Work order: Print the records below from the first line through the line containing "Query: foliage", both included, word for word.

Records to use:
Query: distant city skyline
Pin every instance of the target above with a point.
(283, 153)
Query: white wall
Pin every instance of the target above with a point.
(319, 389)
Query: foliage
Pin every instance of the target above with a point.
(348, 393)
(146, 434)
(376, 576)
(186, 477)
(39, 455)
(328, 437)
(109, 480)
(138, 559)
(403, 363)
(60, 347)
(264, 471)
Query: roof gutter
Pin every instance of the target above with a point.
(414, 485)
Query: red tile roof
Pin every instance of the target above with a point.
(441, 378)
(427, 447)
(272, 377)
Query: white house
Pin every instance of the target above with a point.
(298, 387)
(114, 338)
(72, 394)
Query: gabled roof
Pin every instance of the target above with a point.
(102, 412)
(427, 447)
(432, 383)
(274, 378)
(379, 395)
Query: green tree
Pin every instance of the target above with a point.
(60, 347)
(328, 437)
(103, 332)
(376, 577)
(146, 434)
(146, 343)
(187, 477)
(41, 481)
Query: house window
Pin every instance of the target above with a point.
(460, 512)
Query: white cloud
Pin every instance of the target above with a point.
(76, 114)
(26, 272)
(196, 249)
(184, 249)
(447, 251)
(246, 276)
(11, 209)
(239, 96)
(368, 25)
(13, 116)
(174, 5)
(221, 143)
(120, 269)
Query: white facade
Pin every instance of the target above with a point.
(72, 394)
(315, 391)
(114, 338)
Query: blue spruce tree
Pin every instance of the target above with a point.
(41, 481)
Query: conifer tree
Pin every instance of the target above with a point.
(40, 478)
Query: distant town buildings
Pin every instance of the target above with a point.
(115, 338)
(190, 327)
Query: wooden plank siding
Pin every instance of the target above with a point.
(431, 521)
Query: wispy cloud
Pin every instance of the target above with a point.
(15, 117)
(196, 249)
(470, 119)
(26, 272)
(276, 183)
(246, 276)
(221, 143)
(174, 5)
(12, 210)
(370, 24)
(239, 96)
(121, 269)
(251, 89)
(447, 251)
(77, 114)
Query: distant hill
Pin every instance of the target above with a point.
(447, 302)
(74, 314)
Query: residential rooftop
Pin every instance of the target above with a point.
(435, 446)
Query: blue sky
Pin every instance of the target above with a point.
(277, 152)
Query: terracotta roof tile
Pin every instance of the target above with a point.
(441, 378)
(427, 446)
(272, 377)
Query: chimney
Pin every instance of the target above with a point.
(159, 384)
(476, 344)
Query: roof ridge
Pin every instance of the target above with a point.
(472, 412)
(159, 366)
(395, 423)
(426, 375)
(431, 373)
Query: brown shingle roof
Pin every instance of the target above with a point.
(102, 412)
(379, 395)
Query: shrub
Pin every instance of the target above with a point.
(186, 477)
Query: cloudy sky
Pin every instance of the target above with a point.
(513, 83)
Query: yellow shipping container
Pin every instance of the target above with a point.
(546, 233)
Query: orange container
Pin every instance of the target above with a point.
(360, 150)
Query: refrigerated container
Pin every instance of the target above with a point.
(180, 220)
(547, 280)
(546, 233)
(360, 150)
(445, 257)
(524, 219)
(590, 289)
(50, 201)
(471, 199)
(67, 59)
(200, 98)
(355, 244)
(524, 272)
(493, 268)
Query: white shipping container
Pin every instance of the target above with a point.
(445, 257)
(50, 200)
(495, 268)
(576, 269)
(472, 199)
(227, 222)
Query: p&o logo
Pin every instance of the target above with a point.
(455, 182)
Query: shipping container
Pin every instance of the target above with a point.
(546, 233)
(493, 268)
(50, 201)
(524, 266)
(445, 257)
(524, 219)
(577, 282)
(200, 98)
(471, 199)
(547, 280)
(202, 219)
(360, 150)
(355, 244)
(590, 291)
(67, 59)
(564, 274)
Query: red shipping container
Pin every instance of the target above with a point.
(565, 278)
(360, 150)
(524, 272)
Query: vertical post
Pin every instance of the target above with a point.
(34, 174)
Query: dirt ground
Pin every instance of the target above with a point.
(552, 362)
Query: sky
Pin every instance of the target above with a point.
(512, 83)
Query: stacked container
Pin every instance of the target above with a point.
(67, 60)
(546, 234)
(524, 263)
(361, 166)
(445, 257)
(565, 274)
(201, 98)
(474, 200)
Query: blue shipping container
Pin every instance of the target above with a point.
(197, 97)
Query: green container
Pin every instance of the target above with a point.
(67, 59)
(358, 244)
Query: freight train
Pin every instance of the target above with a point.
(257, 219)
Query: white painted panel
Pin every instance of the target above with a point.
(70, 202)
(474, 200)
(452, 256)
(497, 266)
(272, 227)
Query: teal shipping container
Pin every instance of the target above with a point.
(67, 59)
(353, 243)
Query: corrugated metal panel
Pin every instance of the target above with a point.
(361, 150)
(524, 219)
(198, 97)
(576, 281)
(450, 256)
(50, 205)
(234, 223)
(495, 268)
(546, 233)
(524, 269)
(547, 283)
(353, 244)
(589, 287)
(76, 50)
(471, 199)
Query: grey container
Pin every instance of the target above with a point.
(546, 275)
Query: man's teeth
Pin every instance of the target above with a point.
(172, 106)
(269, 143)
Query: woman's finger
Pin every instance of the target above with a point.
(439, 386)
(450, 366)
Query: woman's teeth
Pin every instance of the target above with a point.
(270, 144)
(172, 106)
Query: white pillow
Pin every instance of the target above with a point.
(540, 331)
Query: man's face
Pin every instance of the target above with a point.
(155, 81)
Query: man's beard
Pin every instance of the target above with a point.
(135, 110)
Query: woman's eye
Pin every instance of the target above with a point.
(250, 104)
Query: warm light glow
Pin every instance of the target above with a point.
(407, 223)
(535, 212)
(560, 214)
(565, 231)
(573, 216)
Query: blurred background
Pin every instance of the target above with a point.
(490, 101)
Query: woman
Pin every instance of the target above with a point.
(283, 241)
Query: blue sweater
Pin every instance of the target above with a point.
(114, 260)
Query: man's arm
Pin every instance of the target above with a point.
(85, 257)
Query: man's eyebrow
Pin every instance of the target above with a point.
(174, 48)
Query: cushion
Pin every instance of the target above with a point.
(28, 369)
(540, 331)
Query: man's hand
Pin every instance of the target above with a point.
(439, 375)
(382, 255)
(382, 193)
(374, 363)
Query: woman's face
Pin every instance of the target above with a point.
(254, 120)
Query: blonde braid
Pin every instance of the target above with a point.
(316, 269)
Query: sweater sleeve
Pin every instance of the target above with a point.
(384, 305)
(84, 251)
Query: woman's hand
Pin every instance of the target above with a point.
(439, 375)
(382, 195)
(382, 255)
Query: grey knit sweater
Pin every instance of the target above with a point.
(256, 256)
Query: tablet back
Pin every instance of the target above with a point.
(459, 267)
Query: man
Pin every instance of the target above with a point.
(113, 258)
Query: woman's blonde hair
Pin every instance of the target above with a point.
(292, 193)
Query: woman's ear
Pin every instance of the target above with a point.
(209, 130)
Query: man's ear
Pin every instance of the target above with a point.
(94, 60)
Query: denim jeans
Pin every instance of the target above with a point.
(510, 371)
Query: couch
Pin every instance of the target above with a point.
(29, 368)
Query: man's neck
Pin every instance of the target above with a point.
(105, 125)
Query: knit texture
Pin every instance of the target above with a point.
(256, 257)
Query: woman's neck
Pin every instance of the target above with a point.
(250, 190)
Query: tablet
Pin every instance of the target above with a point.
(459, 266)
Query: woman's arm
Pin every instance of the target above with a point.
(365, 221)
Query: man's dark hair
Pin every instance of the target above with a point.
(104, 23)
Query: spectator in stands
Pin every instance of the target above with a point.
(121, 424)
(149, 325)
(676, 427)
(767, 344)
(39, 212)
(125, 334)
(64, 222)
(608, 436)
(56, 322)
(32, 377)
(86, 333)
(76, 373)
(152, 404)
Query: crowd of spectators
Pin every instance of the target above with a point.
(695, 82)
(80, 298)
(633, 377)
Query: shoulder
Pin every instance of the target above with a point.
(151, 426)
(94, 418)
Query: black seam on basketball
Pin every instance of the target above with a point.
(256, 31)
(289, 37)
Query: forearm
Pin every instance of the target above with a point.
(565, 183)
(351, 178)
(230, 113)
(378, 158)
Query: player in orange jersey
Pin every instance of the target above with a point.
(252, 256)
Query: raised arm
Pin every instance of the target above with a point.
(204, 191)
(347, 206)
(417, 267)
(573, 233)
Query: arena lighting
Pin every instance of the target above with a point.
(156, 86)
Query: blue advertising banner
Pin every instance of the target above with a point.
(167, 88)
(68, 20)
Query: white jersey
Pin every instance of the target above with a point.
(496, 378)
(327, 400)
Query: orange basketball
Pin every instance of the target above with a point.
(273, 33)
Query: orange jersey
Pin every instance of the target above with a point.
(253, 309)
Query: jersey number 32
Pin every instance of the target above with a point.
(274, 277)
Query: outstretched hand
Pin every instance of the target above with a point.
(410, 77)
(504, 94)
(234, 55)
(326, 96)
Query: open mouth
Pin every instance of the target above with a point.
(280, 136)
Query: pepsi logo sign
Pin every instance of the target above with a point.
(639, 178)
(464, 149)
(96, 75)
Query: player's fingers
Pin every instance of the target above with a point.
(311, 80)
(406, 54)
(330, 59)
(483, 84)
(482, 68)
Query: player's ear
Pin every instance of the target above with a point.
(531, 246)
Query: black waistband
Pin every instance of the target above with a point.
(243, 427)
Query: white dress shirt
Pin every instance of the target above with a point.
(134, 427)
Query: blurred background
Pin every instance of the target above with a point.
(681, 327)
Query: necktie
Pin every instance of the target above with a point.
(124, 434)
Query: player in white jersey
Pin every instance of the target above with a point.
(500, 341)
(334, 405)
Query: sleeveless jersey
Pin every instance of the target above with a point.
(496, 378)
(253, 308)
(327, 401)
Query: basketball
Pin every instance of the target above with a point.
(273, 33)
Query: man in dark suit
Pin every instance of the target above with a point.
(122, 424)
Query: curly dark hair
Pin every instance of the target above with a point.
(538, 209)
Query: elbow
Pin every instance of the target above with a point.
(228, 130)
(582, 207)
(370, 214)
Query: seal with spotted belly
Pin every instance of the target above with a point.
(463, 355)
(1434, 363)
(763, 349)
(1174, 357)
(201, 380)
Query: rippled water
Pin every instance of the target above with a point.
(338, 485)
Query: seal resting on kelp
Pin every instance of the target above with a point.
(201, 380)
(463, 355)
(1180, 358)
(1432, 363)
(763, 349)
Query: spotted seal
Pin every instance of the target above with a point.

Reply:
Query: distant city skyline
Pin every instance of the target above with a point.
(283, 153)
Query: white wall
Pin every instance of the target above with a point.
(319, 389)
Query: foliage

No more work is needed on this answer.